* [What you have to do]: Count how many lines of the material below contain the string "seated", matching uppercase and lowercase exactly, and reply with that number alone.

* [Supplied information]:
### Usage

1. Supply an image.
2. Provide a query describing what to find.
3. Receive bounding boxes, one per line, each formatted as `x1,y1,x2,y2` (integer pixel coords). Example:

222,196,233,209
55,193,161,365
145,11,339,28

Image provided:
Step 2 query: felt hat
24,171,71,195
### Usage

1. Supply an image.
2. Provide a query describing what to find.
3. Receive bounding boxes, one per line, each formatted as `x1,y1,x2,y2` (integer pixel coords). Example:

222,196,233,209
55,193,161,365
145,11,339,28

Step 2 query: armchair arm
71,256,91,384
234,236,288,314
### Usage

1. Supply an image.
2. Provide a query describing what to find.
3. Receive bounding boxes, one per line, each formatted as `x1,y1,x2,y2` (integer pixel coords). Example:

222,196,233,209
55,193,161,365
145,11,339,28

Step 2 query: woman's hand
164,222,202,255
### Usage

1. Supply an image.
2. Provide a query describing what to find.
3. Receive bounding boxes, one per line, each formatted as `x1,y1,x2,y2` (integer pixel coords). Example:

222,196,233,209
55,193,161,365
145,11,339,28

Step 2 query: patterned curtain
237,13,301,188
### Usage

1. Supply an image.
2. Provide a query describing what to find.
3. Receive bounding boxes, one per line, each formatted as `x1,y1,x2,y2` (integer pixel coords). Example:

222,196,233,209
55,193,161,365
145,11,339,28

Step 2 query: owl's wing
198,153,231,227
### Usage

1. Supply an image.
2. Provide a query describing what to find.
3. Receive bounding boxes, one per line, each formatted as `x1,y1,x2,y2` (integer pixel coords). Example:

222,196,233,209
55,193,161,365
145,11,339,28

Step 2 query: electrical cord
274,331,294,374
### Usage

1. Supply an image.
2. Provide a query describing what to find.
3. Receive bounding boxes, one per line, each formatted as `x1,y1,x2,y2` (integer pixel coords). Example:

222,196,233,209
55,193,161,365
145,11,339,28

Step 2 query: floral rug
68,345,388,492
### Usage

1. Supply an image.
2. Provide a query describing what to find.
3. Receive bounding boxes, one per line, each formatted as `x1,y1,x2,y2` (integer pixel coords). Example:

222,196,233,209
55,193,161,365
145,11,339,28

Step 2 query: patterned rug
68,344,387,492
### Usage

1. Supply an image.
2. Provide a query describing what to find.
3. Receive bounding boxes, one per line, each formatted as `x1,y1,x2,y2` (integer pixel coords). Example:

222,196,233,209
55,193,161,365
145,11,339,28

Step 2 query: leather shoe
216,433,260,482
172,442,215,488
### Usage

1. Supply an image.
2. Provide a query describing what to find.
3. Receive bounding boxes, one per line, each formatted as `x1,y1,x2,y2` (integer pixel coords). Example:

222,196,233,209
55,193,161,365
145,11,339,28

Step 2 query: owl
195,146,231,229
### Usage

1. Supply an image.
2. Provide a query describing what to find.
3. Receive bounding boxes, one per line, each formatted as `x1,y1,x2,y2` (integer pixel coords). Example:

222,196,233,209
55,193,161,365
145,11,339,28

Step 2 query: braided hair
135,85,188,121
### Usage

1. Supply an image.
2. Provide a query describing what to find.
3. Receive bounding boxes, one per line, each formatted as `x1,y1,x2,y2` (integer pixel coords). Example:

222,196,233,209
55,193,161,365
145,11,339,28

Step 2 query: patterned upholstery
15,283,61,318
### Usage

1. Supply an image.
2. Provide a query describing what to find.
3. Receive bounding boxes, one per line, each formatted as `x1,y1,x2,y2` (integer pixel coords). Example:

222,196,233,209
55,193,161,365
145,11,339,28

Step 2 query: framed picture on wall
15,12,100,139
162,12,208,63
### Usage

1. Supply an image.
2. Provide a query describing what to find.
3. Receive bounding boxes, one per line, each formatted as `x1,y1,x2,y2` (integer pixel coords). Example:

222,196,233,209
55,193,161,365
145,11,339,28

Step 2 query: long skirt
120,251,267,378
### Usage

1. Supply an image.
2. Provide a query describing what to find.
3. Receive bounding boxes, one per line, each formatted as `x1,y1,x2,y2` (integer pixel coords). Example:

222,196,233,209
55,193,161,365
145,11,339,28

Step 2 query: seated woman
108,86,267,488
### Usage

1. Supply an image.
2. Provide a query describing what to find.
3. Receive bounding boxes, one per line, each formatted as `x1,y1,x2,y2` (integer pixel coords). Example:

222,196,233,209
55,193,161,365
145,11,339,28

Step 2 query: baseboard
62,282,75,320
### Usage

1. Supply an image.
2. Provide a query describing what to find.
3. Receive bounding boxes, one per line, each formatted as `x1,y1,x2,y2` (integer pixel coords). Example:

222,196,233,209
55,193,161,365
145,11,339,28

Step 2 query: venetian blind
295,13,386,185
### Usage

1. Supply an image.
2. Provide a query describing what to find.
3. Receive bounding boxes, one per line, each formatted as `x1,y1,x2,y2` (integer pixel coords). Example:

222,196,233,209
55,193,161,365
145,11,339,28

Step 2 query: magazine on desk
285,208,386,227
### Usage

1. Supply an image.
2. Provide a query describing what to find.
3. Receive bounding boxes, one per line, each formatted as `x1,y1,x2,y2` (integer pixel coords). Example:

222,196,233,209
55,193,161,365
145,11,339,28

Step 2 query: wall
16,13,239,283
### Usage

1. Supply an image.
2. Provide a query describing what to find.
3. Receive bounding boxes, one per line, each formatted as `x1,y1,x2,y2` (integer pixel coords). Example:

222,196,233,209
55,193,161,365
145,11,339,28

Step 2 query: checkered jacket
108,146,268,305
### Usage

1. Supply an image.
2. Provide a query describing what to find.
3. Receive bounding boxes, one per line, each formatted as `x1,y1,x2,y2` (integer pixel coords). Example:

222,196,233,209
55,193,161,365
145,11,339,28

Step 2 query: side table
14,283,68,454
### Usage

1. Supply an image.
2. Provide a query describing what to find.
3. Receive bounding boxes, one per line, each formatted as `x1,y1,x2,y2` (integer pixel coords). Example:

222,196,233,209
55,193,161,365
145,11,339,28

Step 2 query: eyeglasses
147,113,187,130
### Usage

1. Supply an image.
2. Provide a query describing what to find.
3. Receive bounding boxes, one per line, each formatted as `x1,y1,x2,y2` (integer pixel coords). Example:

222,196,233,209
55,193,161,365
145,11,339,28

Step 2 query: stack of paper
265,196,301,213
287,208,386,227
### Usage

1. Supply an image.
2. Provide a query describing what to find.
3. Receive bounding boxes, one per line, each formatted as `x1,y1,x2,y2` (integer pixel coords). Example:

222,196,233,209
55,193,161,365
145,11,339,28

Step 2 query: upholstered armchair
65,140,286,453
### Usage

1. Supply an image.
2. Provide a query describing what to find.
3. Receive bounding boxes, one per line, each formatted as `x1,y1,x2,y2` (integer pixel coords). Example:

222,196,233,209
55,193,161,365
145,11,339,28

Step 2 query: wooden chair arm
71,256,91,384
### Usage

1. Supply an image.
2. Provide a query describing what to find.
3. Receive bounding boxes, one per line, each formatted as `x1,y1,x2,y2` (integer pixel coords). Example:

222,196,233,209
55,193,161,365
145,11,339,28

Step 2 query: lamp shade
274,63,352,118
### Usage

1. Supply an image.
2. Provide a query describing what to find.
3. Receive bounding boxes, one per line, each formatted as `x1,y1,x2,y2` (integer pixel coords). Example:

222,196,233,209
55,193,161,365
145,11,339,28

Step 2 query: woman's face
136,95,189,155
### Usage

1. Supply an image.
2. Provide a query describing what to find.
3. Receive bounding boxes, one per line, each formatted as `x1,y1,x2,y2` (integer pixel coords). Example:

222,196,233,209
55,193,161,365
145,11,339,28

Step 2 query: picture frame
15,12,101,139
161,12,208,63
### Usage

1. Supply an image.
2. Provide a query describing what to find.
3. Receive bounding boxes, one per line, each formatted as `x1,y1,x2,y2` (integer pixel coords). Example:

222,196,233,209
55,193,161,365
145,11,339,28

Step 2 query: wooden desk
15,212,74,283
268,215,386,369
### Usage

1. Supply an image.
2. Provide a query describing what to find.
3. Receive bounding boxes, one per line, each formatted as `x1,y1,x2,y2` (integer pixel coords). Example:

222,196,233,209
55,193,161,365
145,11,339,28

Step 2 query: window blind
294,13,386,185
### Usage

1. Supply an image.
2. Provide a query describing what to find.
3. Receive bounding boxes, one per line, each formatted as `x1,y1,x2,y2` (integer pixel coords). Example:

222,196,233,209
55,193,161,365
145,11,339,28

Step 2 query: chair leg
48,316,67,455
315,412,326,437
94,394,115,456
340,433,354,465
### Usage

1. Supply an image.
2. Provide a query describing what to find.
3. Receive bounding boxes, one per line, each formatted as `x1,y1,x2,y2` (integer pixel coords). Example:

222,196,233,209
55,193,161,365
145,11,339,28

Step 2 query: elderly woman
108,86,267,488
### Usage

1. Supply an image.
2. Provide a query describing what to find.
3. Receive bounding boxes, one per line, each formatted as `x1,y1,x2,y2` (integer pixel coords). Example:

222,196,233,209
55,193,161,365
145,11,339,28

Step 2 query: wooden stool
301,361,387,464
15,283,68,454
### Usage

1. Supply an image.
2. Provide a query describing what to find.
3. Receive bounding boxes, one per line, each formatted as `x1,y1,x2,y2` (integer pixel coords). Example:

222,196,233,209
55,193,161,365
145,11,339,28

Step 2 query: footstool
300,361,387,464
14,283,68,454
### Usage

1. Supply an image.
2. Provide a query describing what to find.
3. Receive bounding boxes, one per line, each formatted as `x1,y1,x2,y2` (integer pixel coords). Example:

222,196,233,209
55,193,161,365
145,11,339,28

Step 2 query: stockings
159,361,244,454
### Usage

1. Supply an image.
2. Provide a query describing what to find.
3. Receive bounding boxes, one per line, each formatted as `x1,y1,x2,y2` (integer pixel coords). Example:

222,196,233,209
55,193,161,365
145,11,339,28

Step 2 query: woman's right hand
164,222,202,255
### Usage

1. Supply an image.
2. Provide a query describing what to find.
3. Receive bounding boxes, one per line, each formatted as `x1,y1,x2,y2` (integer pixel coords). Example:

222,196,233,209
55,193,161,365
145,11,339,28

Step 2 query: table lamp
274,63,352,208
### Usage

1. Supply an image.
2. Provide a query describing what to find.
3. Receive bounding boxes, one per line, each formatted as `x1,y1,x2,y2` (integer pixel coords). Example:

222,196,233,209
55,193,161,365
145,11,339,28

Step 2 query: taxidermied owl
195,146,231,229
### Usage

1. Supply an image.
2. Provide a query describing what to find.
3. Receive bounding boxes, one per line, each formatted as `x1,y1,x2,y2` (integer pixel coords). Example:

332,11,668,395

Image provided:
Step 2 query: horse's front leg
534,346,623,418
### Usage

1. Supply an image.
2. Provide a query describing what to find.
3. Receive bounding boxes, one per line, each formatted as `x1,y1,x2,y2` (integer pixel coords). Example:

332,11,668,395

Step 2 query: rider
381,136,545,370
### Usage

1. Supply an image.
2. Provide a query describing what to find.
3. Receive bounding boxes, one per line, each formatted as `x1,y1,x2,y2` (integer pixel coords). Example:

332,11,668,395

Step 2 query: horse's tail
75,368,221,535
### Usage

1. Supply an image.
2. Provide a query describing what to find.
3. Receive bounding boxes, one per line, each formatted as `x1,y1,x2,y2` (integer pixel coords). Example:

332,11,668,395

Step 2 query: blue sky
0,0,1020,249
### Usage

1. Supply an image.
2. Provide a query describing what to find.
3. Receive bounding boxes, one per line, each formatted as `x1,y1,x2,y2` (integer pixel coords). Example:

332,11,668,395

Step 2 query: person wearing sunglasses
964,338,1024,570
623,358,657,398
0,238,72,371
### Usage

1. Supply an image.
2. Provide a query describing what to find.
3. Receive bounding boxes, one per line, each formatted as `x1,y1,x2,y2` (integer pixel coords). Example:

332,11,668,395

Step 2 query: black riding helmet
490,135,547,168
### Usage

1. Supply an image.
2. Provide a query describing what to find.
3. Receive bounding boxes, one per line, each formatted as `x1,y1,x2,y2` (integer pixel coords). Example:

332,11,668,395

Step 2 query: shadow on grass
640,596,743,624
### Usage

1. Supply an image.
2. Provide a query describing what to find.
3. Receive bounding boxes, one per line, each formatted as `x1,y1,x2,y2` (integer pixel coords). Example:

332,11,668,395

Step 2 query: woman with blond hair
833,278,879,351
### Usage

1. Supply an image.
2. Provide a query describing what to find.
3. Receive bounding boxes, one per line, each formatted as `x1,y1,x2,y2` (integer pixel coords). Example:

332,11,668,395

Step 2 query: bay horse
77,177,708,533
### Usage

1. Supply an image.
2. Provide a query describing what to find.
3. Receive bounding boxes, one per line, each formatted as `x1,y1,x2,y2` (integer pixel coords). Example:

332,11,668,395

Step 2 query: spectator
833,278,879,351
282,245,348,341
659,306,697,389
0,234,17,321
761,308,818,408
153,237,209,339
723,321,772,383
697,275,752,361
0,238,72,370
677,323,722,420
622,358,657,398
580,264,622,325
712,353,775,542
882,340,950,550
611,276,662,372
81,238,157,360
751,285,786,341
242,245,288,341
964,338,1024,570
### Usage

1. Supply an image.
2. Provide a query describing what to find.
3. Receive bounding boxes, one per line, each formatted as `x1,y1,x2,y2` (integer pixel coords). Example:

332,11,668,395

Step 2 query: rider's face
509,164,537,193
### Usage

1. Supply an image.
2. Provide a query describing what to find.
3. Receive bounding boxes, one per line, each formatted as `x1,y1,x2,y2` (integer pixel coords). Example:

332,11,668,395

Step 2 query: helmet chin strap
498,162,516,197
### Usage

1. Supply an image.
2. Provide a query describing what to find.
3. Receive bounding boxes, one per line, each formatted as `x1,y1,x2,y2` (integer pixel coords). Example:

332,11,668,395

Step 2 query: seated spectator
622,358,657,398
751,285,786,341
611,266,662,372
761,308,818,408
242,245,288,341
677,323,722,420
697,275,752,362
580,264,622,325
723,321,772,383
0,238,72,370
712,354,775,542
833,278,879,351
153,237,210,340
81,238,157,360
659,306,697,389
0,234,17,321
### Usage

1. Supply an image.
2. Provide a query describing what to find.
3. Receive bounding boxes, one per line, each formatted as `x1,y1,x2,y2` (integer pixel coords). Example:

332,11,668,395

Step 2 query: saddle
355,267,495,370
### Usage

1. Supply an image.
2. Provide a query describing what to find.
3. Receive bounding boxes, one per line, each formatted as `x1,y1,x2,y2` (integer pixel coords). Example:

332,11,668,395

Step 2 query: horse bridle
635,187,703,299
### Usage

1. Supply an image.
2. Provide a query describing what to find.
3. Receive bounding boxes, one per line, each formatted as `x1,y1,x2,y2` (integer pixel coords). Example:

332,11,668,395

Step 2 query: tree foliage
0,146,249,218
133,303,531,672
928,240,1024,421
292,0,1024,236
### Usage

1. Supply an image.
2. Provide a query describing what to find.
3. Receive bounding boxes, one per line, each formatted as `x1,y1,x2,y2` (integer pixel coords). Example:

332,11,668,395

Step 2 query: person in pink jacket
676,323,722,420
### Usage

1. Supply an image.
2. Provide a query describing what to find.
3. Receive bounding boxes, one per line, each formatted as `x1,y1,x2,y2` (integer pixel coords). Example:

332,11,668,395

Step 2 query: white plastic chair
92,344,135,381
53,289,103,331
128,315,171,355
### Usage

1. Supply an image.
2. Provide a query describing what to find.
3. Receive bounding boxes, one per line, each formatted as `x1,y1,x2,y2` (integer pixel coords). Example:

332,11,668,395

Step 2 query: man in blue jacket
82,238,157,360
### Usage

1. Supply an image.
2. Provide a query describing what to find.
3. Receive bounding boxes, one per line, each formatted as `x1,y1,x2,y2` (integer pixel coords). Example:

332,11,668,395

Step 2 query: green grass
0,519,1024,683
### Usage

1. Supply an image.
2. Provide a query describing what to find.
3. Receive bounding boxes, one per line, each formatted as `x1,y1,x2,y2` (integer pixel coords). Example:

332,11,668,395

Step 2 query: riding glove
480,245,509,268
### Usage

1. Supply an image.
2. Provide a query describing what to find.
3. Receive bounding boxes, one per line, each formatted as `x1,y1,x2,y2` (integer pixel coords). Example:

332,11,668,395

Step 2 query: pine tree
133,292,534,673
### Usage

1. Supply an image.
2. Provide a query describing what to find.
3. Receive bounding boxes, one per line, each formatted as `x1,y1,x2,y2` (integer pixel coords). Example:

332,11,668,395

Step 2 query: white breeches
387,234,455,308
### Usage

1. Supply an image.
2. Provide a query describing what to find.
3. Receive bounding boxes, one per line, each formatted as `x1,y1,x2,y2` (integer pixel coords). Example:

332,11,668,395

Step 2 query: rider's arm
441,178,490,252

* [Result for this exercise]: 2